##### Input for this task

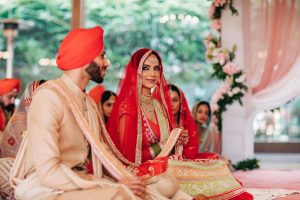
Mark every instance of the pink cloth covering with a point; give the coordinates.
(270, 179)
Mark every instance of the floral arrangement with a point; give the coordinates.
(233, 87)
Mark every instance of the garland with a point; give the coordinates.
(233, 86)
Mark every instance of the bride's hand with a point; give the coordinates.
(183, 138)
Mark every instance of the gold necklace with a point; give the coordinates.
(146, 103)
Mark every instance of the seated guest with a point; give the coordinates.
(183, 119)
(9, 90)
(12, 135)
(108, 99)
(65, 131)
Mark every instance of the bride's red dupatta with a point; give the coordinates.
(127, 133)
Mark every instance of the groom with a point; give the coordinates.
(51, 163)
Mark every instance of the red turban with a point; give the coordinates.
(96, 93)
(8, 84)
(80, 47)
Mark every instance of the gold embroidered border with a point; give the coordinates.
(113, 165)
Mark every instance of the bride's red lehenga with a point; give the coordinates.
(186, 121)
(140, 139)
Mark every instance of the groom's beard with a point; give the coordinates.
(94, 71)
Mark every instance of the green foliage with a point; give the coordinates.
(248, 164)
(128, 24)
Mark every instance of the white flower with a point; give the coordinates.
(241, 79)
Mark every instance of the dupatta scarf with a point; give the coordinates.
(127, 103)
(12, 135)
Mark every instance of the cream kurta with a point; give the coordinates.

##########
##### Input for this task

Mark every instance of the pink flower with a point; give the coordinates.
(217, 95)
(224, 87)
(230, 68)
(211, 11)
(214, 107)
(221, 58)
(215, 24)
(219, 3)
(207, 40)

##########
##### Input for this task

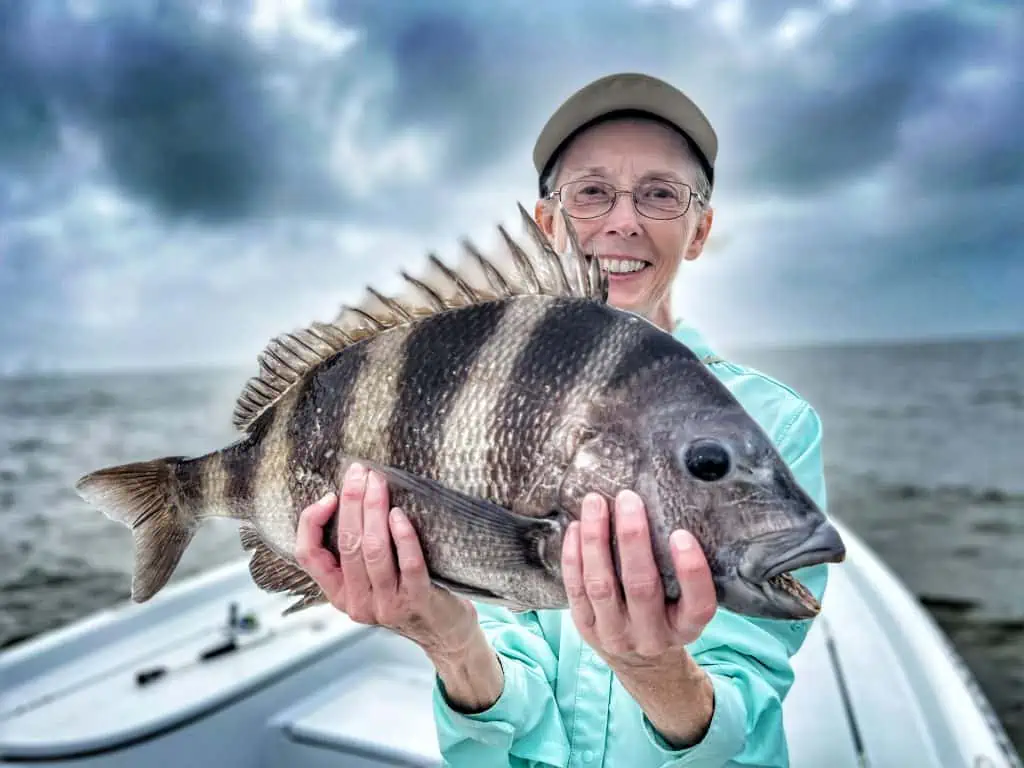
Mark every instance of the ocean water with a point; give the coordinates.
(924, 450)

##########

_Instructions to follow_
Using the entries above, repeat only the lines from the one containing "Mark every instance of the bride's red lehenga" through the one containing "Mark every instance of the cream", end lines included.

_Written solution_
Mark every instance of the bride's red lehenga with a point; give the coordinates.
(186, 121)
(140, 139)
Mark every instance of the groom's beard with a point; give the coordinates.
(94, 71)
Mark every instance of the green foliage with a point; give the coordinates.
(248, 164)
(128, 24)
Mark every instance of the white flower with a point; give the coordinates.
(241, 79)
Mark every instance of the dupatta scarf with a point; give the coordinates.
(127, 103)
(12, 135)
Mark every instance of the cream kurta with a point; give the coordinates.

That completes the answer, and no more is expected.